## Ejercicio escrito A
Enumera todas las líneas de las entradas que contengan la palabra "facade". Ten en cuenta que se distingue entre mayúsculas y minúsculas.

## Documento
□ □ □ □ □

México – Cien días de acciones y señales contrapuestas

Por alguna razón no bien identificada, desde hace pocos lustros se ha hecho un hábito político que los medios, la opinocracia (muchas veces más doxa que episteme) y la sociedad realicen un escrutinio y una primera evaluación de los gobernantes al cumplir éstos cien días de gestión en sus cargos. Un tiempo insuficiente, sin duda, para acciones que toman periodos más largos y mucho más para ver resultados de las políticas aplicadas. Pero el gobierno de Andrés Manuel López Obrador no ha sido la excepción y él mismo se ha visto en la necesidad —o mejor, ha visto la oportunidad— de dirigir a la nación un mensaje, presentado como “informe” con ocasión de ese lapso, más allá de los que cotidianamente dirige a través de los medios en sus conferencias “mañaneras”, que tanto éxito y tanta audiencia le reditúan.

Como en todos los casos, en este no resulta fácil hacer un balance ni siquiera provisional de las acciones del gobierno federal; pero nadie podrá decir que no hay materia para el análisis y la reflexión, en el incesante quehacer de un presidente activista como lo es el tabasqueño. Tampoco resulta sencillo desentrañar en dónde parará todo el cúmulo de acciones, reformas e iniciativas que, incluso desde antes del 1 de diciembre del año pasado, al menos desde septiembre en que el Morena asumió la mayoría en el poder Legislativo, han manado del gobierno mexicano. Tampoco muchas de esas acciones resultan simples a la interpretación, pues envían a la sociedad señales contradictorias o confusas, negando inclusive lo que era el discurso de campaña en 2006, 2012 y 2018.

□ □ □ □ □

Registros de una recopilación de datos:
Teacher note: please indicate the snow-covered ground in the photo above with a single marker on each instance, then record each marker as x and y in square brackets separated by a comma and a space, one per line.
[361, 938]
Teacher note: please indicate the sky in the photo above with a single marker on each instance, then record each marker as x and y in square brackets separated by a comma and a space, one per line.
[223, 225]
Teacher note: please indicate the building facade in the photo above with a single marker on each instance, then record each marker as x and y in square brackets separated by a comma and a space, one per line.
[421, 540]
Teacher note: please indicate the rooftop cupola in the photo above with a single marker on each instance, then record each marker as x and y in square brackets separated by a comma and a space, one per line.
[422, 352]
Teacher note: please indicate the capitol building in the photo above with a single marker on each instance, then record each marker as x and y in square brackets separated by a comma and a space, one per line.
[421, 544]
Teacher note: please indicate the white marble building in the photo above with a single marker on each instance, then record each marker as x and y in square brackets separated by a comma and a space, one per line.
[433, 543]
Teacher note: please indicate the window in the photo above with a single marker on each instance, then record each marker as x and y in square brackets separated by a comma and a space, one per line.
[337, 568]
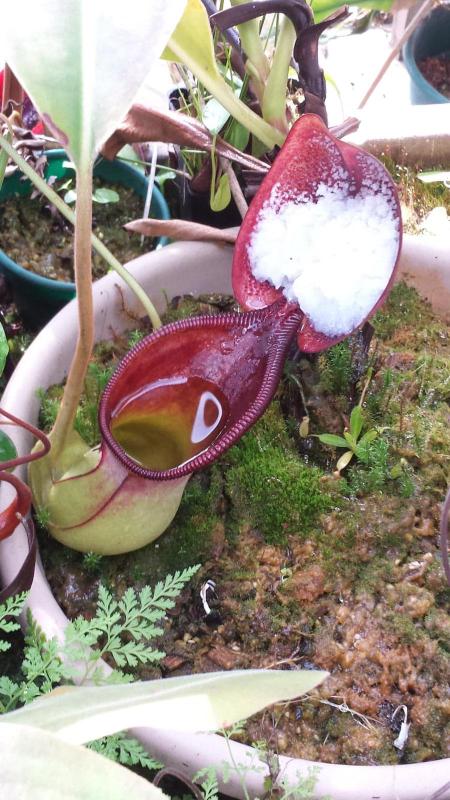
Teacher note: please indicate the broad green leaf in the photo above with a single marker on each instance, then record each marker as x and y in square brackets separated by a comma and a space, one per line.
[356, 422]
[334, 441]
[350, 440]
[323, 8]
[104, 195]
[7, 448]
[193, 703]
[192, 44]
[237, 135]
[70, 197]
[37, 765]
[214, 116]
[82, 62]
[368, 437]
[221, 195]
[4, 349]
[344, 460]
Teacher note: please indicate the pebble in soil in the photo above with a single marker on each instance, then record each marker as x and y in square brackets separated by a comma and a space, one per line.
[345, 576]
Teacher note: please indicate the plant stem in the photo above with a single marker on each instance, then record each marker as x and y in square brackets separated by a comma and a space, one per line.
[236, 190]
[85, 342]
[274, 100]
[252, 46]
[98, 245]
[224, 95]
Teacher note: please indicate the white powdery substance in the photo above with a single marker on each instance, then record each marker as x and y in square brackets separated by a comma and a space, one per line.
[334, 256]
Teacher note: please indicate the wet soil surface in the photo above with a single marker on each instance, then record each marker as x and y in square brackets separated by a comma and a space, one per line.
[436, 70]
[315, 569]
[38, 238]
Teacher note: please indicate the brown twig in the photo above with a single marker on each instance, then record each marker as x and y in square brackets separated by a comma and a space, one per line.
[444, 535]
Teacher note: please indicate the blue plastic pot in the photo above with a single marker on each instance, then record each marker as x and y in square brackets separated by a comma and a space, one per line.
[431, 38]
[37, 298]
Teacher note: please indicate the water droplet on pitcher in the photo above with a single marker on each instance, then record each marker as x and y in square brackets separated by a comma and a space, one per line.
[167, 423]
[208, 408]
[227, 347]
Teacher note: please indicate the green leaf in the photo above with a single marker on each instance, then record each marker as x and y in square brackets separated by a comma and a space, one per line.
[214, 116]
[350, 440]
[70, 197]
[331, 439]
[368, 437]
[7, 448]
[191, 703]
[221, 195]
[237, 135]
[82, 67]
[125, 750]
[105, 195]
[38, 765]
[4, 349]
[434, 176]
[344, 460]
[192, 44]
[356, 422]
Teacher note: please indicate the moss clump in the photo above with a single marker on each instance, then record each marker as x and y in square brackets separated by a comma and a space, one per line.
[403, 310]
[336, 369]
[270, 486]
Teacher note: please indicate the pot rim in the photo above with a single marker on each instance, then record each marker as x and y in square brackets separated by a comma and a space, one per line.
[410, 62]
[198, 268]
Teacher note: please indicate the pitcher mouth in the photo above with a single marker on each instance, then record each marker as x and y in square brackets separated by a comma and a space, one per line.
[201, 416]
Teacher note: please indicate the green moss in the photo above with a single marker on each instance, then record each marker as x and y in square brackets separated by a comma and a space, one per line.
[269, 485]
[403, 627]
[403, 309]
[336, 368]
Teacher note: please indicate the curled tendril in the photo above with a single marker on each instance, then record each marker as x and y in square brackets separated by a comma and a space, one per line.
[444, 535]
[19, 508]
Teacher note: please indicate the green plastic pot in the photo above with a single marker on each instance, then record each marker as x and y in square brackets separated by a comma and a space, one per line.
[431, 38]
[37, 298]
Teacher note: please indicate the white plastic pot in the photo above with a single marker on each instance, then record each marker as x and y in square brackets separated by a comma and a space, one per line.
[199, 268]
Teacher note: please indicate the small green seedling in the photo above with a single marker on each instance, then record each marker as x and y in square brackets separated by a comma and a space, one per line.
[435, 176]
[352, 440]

□ □ □ □ □

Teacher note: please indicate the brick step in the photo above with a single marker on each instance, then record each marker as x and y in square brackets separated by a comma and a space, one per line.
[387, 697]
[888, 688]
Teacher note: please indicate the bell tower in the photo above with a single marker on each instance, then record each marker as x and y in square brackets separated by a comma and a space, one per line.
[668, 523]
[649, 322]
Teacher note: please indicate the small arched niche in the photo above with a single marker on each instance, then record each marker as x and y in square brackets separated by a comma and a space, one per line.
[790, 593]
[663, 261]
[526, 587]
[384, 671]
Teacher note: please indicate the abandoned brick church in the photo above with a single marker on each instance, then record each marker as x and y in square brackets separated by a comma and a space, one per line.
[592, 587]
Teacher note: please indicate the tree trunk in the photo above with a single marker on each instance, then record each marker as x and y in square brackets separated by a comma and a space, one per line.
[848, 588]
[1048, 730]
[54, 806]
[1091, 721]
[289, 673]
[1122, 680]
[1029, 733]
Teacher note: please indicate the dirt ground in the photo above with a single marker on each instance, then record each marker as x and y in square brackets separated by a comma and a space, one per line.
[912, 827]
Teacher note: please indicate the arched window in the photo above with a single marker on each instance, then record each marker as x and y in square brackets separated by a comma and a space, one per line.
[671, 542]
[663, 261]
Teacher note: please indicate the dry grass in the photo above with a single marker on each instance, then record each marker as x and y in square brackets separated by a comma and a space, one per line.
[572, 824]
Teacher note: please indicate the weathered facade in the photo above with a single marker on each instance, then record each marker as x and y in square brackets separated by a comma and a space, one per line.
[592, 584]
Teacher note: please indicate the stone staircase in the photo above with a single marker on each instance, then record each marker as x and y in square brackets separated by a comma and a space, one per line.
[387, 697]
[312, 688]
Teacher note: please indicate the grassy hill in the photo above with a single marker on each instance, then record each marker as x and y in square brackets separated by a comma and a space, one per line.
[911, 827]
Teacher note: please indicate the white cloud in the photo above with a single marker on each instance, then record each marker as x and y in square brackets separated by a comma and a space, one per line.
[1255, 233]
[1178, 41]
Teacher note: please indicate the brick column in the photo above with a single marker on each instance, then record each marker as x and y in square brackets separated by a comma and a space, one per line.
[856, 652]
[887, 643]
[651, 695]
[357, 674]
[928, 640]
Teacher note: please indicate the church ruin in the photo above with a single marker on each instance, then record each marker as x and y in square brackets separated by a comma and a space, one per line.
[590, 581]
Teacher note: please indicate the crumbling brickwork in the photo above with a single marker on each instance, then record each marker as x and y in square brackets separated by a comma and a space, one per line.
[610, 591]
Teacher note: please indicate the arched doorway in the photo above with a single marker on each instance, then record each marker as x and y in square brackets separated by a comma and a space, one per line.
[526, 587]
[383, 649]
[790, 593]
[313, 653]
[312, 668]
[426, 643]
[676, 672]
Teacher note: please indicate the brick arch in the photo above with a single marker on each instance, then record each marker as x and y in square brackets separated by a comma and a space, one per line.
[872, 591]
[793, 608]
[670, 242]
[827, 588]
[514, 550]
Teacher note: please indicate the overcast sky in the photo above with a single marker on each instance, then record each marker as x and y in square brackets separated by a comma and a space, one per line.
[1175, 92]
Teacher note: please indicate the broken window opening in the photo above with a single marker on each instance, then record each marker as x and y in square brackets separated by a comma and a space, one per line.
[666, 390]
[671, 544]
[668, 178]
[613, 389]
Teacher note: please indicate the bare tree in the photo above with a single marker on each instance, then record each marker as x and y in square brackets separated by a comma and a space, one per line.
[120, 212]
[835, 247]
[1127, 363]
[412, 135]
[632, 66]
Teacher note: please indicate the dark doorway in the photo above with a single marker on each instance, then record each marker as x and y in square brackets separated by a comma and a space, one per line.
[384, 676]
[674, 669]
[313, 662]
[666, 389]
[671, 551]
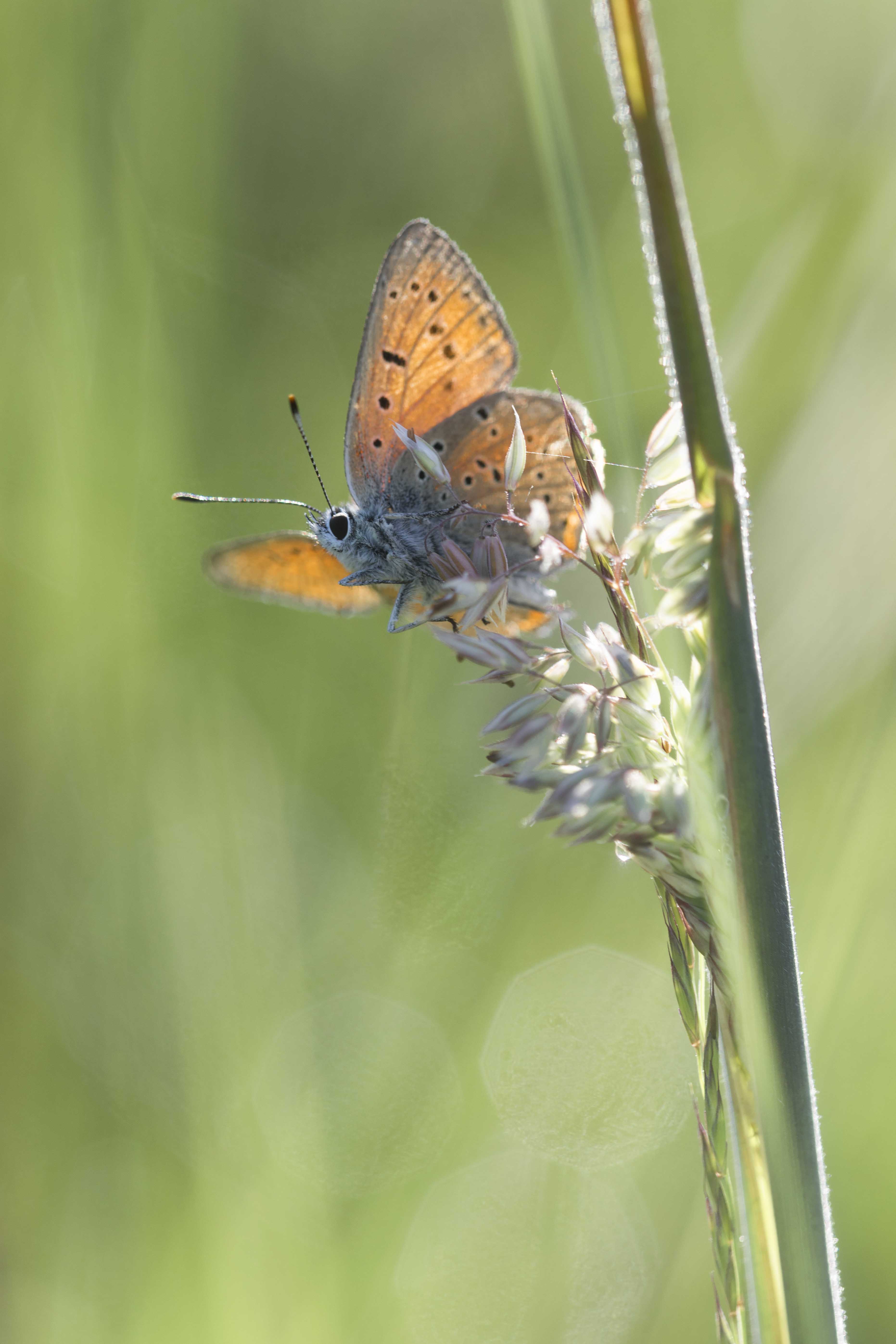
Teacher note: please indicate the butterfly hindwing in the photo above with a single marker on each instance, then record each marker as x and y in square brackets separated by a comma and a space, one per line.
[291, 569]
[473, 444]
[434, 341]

□ □ □ □ □

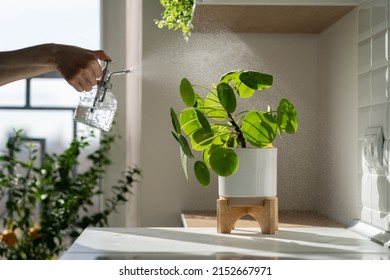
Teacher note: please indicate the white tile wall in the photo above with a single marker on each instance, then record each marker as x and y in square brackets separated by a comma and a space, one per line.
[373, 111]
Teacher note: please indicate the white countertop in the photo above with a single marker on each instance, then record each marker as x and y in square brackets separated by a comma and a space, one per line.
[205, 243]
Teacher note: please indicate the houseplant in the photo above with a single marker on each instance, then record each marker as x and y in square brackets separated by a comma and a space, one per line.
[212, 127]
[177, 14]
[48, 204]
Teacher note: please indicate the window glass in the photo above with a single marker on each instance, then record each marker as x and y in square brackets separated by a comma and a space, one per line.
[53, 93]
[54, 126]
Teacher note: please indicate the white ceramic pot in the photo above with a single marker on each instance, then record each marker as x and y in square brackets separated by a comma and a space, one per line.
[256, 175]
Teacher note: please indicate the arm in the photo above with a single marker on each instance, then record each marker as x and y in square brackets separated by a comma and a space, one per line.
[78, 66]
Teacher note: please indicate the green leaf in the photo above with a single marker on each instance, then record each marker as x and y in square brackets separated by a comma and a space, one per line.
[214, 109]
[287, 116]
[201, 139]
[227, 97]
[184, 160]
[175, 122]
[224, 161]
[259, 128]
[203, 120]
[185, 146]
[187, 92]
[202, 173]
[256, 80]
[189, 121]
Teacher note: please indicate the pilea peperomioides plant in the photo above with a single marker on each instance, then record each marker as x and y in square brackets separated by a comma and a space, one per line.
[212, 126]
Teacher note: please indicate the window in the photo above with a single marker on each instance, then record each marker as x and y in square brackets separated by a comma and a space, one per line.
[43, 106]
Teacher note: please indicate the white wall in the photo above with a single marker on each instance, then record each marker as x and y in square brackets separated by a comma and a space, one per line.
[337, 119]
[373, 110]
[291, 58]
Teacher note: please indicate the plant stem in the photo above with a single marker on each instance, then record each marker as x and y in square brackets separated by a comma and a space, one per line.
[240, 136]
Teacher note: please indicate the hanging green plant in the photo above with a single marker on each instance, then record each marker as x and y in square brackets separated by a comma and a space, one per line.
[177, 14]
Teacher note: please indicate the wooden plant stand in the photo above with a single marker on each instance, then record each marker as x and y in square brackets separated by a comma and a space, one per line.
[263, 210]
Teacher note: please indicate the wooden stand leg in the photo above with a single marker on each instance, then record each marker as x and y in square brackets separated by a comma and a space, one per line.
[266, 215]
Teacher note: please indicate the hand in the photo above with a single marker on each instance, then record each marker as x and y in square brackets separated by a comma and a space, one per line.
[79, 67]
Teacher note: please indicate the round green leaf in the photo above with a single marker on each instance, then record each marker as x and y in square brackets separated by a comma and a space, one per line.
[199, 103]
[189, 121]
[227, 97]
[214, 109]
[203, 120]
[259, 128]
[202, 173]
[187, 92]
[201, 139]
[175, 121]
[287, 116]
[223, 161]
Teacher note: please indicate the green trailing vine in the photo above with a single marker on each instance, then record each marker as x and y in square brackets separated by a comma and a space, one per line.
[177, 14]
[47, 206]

□ □ □ □ □

## Ejercicio escrito B
Según el texto sobre los cien días de gobierno, ¿cómo se llaman las conferencias en las que el presidente se dirige a diario a través de los medios?

## Resultado de la tarea A
Teacher note: please indicate the building facade in the photo above with a single marker on each instance, then record each marker as x and y in square brackets separated by a comma and a space, one per line.
Teacher note: please indicate the weathered facade in the photo above with a single marker on each instance, then record each marker as x and y in square brackets separated by a comma and a space, one per line.

## Resultado de la tarea B
Se llaman conferencias “mañaneras”.